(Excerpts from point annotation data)
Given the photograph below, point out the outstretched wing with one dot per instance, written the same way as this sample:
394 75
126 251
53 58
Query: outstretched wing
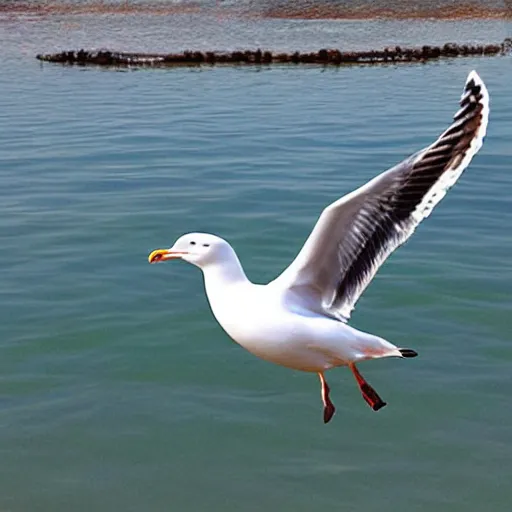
354 235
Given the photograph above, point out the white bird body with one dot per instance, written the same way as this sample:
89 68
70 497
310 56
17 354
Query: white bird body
299 320
273 324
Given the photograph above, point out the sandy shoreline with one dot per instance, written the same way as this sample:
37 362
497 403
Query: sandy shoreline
296 10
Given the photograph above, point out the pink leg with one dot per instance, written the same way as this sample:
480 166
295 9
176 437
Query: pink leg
369 394
329 408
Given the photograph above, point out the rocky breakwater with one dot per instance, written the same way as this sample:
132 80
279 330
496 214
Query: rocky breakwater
326 57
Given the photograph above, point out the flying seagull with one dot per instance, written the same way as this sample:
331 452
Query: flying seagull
300 320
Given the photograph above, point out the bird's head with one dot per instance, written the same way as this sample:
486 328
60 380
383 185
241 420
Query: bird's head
200 249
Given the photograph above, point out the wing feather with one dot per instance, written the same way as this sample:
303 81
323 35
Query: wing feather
355 234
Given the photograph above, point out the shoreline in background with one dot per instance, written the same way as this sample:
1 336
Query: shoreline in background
295 10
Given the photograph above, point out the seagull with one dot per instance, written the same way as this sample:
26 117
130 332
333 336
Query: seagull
300 319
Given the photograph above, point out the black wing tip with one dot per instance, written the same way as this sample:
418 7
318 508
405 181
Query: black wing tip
408 352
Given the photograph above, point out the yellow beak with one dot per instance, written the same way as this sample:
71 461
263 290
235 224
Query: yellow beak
164 255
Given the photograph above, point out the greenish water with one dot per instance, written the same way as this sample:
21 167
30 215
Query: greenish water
119 392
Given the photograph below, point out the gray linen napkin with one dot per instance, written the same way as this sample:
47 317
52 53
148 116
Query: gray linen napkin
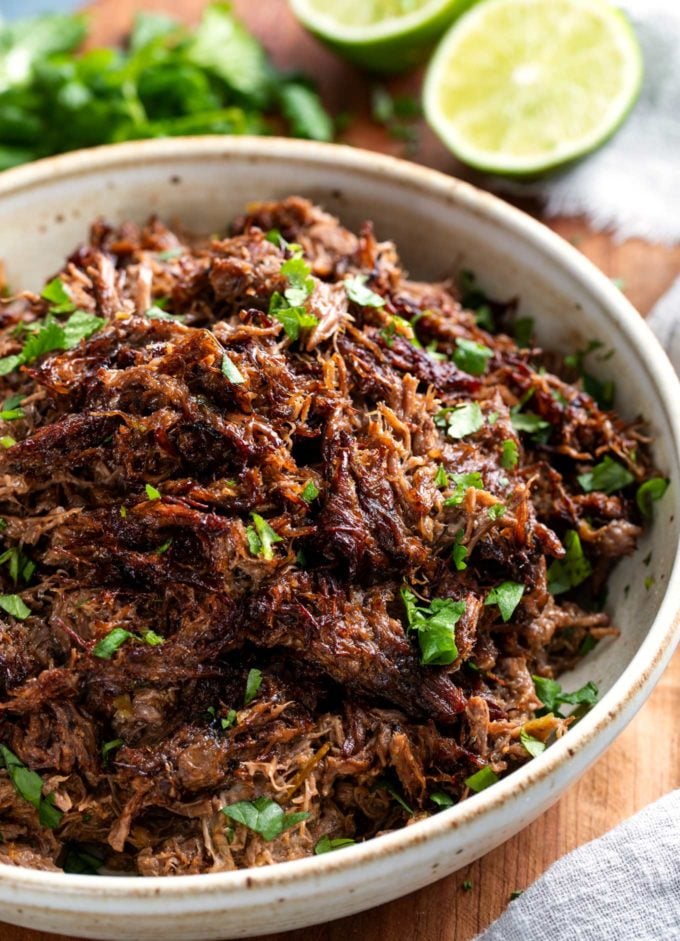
625 886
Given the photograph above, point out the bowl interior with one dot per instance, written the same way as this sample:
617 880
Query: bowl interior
438 231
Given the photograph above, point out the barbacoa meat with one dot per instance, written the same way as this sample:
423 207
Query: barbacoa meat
246 470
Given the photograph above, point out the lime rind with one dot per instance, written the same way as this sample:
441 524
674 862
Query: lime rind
393 44
475 27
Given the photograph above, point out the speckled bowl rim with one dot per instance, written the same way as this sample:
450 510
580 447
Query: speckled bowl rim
617 706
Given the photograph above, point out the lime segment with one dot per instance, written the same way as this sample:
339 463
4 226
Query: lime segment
379 35
521 86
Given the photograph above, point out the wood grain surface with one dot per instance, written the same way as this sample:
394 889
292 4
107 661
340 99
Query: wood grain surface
644 762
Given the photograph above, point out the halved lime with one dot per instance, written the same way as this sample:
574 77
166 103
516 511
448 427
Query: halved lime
521 86
380 35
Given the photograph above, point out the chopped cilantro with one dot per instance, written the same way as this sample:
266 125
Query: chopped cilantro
14 605
507 596
551 695
435 623
462 482
310 491
571 570
496 511
253 683
441 478
481 779
358 292
606 476
29 785
261 537
509 454
649 492
533 746
328 845
523 330
461 420
471 357
459 553
263 816
231 372
441 799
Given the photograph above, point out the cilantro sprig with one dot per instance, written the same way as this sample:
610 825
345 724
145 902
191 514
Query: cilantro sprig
435 624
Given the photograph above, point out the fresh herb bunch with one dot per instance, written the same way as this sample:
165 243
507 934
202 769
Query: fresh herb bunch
168 81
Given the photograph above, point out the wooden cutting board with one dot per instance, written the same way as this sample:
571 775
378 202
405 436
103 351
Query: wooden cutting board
644 762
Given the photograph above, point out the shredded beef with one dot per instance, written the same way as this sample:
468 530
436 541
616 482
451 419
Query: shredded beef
143 473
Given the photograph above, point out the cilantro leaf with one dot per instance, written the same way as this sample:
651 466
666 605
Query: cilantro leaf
481 779
310 491
263 816
107 646
15 606
328 845
571 570
461 420
253 683
507 596
29 785
261 537
551 695
606 476
358 292
462 482
533 746
230 370
649 492
435 624
509 454
471 357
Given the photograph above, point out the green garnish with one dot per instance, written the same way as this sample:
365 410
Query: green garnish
167 80
328 845
507 596
18 564
263 816
509 454
462 482
29 785
108 645
571 570
460 420
606 476
441 478
649 493
435 623
14 605
231 371
441 799
108 747
523 331
261 537
253 683
533 746
459 552
358 292
551 695
471 357
310 491
481 779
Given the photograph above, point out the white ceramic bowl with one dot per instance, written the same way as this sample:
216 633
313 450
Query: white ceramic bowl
439 224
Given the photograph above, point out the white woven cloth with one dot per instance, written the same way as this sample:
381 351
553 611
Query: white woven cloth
624 886
632 184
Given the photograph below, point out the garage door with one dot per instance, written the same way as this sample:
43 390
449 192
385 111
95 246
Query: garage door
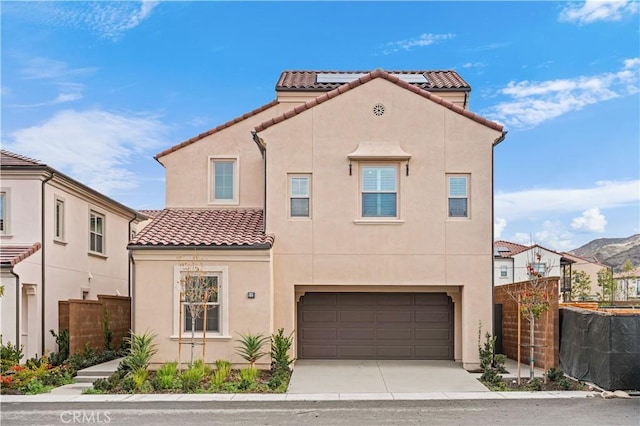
375 326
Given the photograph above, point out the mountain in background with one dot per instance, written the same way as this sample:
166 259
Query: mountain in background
612 251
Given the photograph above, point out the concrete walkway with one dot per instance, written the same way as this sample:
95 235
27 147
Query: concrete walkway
335 381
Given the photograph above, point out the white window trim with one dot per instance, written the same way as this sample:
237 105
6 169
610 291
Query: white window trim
223 298
290 177
467 176
102 253
373 220
6 231
211 180
61 239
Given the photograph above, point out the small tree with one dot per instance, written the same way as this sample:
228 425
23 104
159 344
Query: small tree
581 286
628 272
607 285
196 289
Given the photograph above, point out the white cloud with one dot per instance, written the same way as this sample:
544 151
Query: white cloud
94 147
498 227
422 41
109 19
590 221
533 203
535 102
598 10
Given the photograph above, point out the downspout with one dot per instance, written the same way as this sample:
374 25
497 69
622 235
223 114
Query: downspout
493 218
43 264
17 306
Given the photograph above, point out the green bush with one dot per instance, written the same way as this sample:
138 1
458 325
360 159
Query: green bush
166 376
190 379
250 348
280 345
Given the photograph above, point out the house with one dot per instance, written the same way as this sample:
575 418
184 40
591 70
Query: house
589 265
355 209
513 262
59 240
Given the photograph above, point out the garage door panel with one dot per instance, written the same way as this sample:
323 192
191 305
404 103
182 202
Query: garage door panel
320 317
357 334
375 326
357 317
395 316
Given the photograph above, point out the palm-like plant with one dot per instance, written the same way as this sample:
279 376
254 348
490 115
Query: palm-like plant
250 348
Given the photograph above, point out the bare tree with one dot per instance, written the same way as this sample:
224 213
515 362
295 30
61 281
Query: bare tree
196 290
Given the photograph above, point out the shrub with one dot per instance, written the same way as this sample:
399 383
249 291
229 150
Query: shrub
166 376
190 379
555 374
248 377
140 352
280 345
10 355
250 348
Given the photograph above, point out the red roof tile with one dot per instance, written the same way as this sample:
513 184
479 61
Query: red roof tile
11 255
366 78
204 228
307 80
216 129
8 158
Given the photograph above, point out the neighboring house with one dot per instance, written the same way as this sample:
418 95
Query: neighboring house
59 240
512 261
355 210
590 266
628 285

What needs to be done
Copy out the data above line for line, omitting the pictures.

Result of this task
Given the photograph below, point out the outstretched wing with one dot per instance, written the same way as this sample:
394 75
126 251
53 58
Query: outstretched wing
354 235
Given the photograph above, point out the white bird body with one dot per instance, written the same way as this sample:
89 68
70 497
310 56
17 354
Query: white bird body
299 320
273 324
Given the photograph above, point out the sandy shoreline with one dot per instance, written the same way as this sample:
37 362
497 403
Query: sandy shoreline
296 10
Given the photograph above, point out the pink leg with one dot per instance, written the same way as this sample:
480 166
295 9
176 437
Query: pink leg
369 394
329 408
Given the photograph above, point out the rocky breakwater with one dot per instance, written the same way as this sample:
132 80
279 330
496 214
Query: rocky breakwater
326 57
Given the photograph above, point out the flying seagull with one dot per instance, written the same way as this sample:
331 452
Query: flying seagull
300 320
Given the photograph above, point out the bird's head with one dot per instance, written the same way as this sample:
486 328
60 380
383 185
241 420
Query: bird's head
200 249
Given the photograph above, point out the wing feather with one dot per instance, written the same way as this sample:
303 81
323 35
Query: wing feather
355 234
Given the photograph above, point out the shoreline in background with one dot per instance, written the same way as this sample:
1 336
Query: shoreline in background
295 10
Given the photograph above, point out the seagull with one dot per instance, written the same way as this sample:
26 117
130 332
333 336
Query: seagull
300 319
Given the photograph above, point out the black wing tip with one dot per instance, written the same way as this sample:
418 7
318 508
405 181
Query: black wing tip
408 352
Given the photograph above, point out the yellow beak with one dot per instance, written the same way as this sample:
71 461
263 290
235 224
Query: yellow beak
164 255
Given the photograph above, point out the greenish water with one dot per instance, written the same way as this sample:
21 167
30 215
Query: greenish water
119 392
Given the photograph below, point out the gray linen napkin with one dot per instance, written the same way as this sample:
47 317
52 53
148 116
Query: gray linen napkin
625 886
Given the photograph above, point out the bowl interior with one dot per instance, written the same way as this sample:
617 880
Query: bowl interior
438 231
Given the photograph above, point out the barbacoa meat with one dot per instance, written the same way as this sample:
423 207
Query: barbacoa meat
246 470
Given the photograph above, point out the lime rind with one dot per instance, written the same way as this sample:
441 524
674 862
Query: lime rind
393 44
475 27
Given the photograph above, point out the speckled bowl rim with one dot per instance, written the same way as this sample:
450 510
580 447
Query: speckled bowl rim
617 706
Given the photograph above, point out the lime segment with one dot per instance, written the same way as this sample:
339 463
4 226
Query: lime segment
379 35
521 86
Given the photograph above, point out the wood grain surface with one dot per instance, written the same way as this sample:
394 889
292 4
107 661
340 99
Query: wood grain surface
644 762
Given the photograph above, point out the halved lime with one dot per instance, written the same way as this sample:
574 77
166 103
516 511
448 427
Query: halved lime
521 86
380 35
Given the photograph above, point out the chopped cilantro with one dot per instance, written the same way as this sample:
266 125
Query: chopped cilantro
14 605
507 596
551 695
435 623
462 482
310 491
571 570
496 511
253 683
441 478
481 779
358 292
606 476
29 785
261 537
509 454
649 492
533 746
328 845
523 330
461 420
471 357
459 553
263 816
231 372
441 799
Given the photograph above, point out the cilantro sprig with one dot per instance, written the same way as this sample:
610 825
345 724
145 902
191 514
Query: cilantro sprig
435 624
Given the photograph above, point out the fresh herb bunch with one dot per instance, written the same way as this sample:
165 243
507 934
202 769
Query: fresh herb bunch
168 81
Given the photograph above, point out the wooden cutting board with one dot per instance, written the same way as this sample:
571 775
378 202
405 436
103 351
Query: wooden cutting board
644 762
Given the photograph above, point out the shredded beef with one dot per instance, written the same way as this sample:
468 530
436 541
616 482
451 419
Query: shredded beef
143 473
Given the photograph above, point out the cilantro leaf with one dot per instance, written the same way as this sample:
651 466
666 605
Query: cilantro leaf
481 779
310 491
263 816
107 646
15 606
328 845
571 570
461 420
253 683
507 596
29 785
261 537
551 695
606 476
358 292
462 482
533 746
230 370
649 492
435 624
509 454
471 357
Given the photograph above, point out the green garnish with one dot per instance, written the same way as this sample:
365 410
Query: green garnish
167 80
328 845
507 596
18 564
263 816
509 454
462 482
29 785
108 645
571 570
460 420
606 476
441 478
649 493
435 623
14 605
231 371
441 799
108 747
523 331
261 537
253 683
533 746
459 552
358 292
551 695
471 357
310 491
481 779
Given the photograph above, point out the white ceramic bowl with one dot per instance, written the same way as this sample:
216 633
313 450
Query: white ceramic bowl
439 224
Given the photograph above, point out the white woven cloth with one dot per instance, written the same way as this sample:
381 351
553 611
Query: white woven cloth
624 886
632 184
Given the photograph below, point out the garage door with one dot per instance, written the same way as this sample:
43 390
449 192
385 111
95 246
Query: garage door
375 326
Given the photograph above, point out the mountain in background with one dot per instance, written the same way as this sample:
166 259
Query: mountain in background
612 251
Given the photograph above, point out the concrete walkway with one dot per instance, written the same way as this sample:
95 235
27 147
Query: concrete walkway
335 381
Given the photograph above, point out the white window trim with one dot per instance, written the same way as this sample:
237 105
6 169
610 291
Query: white window trim
223 298
290 177
467 176
102 253
373 220
6 231
211 180
61 239
Given the photograph above, point out the small tree with one dot per instance, written the same way as this sample:
228 425
23 104
159 344
Query: small tree
581 286
628 272
607 285
196 289
Given the photograph above, point out the white cloud with one dot per instance, written the same way as this sample:
544 151
Query: white cloud
94 147
498 227
422 41
109 19
590 221
533 203
535 102
598 10
Given the photograph above, point out the downspout with one dot per instance, written the same way as this sample:
374 25
497 69
622 235
223 114
Query: downspout
493 218
43 264
17 306
Given the photograph above, point out the green bush with one dot per instance, written the same way as this sample:
138 1
458 325
360 159
Query: green bush
166 376
190 379
250 348
280 345
Given the photograph above, point out the house with one dot per instance, written the same way as this sample:
575 418
184 40
591 70
Query: house
589 265
355 209
513 262
59 240
Given the photograph above, point out the garage door panel with one dot per instance, written the same way as this sample:
323 192
191 305
404 103
182 202
Query: garage door panel
320 317
357 334
375 326
357 317
395 316
Given the photograph above, point out the palm-like plant with one dot per instance, written the same way as this sample:
279 376
254 348
490 115
Query: palm-like plant
250 348
Given the photograph above, point out the bare tree with one dot per instance, written the same way as this sample:
224 213
515 362
295 30
61 281
Query: bare tree
196 290
Given the photograph above, point out the shrub with one dot per instance, written the same way as this sample:
399 383
249 291
229 150
Query: shrub
166 376
190 379
555 374
248 377
140 352
280 345
10 355
250 348
Given the photograph above, point out the red roof tile with one dot per instance, written the same way as this sample:
513 184
479 61
Query: red roof tile
11 255
366 78
204 228
307 80
216 129
8 158
Given the photograph above, point out the neighboring house with one dot per instance, written the same way as this sample:
418 95
Query: neighboring house
59 240
512 261
355 210
590 266
628 285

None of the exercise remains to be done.